● **DOCUMENT SECTION**:
==========
When passion becomes a burden ...

New York. Investment Forum 2021. A "highly decorated", internationally renowned top leader, the keynote speaker delivers his speech with passion. Afterwards, people queue up - everyone wants to talk to him. He devotes himself to each interlocutor with unbelievable devotion - visible empathy. At dinner, he "engages" me in conversation. It quickly turns to him, his health, fast-paced life, successes, and operation a few days later.

"When the pressure is too much", I summarise and - I admit - make the most extensive beginner's mistake a coach can make! Never interpret something into a statement of your client that the client himself has not said. The first hour of coaching training. His answer surprised me: "No, it's not the pressure. It's my passion that has become a burden! It is like an addiction. I just can't stop. Because of my extraordinary possibilities, I can move so much. Compared to that, my life is much too short. At the same time, working is also a productivity indicator for me. After all, I am measured by my successes," he gushes.

"What exactly do you mean by productivity indicator?" I ask cautiously at the "formal" level to first establish a level of trust and not to get in too deep at the personal level.

You hit the nail on the head.
==========
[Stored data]
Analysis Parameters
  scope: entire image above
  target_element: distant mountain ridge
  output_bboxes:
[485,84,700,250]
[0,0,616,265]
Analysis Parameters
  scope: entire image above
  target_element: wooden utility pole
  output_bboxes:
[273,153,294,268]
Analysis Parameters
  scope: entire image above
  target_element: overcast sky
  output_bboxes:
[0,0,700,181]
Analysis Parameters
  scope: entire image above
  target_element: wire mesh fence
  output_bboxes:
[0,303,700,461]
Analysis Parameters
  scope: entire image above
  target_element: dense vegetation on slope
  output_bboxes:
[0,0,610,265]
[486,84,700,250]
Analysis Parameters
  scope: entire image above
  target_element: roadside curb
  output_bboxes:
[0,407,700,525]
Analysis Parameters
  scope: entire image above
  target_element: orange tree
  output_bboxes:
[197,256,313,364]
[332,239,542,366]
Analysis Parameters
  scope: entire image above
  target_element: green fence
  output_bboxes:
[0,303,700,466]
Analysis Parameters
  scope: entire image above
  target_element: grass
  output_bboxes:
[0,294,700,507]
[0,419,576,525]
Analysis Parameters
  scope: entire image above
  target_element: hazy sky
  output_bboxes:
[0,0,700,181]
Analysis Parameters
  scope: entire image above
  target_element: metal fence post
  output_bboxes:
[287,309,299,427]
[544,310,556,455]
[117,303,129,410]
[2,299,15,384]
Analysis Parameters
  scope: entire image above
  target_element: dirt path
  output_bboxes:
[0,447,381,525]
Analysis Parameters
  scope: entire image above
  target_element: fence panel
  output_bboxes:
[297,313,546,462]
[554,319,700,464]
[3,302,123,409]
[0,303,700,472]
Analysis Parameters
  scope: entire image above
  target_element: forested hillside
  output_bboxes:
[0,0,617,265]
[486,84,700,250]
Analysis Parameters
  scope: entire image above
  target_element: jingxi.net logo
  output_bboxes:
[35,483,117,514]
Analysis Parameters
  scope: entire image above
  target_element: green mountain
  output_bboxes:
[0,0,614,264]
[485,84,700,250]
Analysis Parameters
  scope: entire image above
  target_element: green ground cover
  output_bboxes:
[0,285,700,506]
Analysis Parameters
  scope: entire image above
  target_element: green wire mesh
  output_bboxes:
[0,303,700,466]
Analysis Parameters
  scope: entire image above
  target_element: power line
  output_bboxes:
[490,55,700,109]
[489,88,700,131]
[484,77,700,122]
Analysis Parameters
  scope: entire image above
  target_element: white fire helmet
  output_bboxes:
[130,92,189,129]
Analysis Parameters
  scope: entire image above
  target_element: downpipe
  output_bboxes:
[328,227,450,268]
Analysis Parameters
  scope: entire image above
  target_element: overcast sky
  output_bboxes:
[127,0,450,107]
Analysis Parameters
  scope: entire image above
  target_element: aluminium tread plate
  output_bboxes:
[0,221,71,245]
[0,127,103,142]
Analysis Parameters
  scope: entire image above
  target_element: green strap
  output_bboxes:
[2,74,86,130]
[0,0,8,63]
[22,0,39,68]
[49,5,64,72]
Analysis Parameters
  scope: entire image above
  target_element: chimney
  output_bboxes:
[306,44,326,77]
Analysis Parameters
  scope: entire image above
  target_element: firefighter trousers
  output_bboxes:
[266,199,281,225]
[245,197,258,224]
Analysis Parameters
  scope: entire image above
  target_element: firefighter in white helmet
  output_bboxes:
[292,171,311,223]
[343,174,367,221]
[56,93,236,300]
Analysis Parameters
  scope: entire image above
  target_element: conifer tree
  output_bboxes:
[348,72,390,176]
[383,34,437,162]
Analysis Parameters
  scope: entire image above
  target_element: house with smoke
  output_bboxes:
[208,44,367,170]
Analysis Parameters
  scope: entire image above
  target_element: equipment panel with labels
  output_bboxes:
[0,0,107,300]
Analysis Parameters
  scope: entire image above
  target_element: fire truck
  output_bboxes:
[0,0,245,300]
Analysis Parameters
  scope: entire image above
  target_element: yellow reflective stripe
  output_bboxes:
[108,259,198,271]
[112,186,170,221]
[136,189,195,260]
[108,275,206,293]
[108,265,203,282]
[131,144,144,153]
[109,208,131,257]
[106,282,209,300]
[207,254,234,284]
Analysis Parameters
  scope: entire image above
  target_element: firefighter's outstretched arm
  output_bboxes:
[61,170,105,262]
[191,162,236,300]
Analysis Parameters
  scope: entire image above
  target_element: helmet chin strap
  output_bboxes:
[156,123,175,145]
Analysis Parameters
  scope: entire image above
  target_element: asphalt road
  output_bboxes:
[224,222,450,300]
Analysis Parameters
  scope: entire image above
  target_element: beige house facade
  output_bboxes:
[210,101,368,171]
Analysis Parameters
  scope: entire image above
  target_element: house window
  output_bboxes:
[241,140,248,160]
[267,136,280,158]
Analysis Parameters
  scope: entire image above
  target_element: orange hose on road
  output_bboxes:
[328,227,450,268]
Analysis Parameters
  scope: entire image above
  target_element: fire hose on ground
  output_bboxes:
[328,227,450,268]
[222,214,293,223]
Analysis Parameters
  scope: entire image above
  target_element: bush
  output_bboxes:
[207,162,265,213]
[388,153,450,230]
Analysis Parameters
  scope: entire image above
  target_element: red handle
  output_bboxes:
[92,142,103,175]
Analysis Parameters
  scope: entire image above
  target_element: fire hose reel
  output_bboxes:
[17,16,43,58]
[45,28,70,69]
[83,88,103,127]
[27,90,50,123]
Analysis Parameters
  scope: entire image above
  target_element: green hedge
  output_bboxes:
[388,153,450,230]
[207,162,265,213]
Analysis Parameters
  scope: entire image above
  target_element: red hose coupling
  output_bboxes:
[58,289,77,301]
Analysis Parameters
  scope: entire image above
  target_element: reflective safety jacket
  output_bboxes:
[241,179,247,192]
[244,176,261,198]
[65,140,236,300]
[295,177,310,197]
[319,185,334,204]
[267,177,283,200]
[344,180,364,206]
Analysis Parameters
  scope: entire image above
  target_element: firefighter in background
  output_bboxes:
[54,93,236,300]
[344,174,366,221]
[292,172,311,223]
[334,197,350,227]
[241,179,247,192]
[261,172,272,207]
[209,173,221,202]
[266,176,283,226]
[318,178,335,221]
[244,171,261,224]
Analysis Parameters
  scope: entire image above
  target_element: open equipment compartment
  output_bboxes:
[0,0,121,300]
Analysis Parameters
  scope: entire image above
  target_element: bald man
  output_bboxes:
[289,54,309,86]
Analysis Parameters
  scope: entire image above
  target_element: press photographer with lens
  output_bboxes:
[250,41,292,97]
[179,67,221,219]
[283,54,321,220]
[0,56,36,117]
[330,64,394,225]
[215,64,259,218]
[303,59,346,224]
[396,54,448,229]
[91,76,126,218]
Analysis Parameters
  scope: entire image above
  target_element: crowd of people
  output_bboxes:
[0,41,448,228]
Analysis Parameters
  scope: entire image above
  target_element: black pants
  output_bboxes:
==========
● **REQUIRED ACTIONS**:
1. Answer these questions about the article:
(a) In which city did the investment forum take place?
(b) According to the speaker, what has become a burden?
(c) At what level does the narrator ask the question about the productivity indicator?
2. Substitute "main speaker" for "keynote speaker" and write out the stretch of the article from "New York. Investment" through "few days later.".
The items have nothing to do with what is asked here.

● **EXERCISE ANSWERS**:
1.
(a) New York
(b) His passion
(c) The "formal" level

2.
New York. Investment Forum 2021. A "highly decorated", internationally renowned top leader, the main speaker delivers his speech with passion. Afterwards, people queue up - everyone wants to talk to him. He devotes himself to each interlocutor with unbelievable devotion - visible empathy. At dinner, he "engages" me in conversation. It quickly turns to him, his health, fast-paced life, successes, and operation a few days later.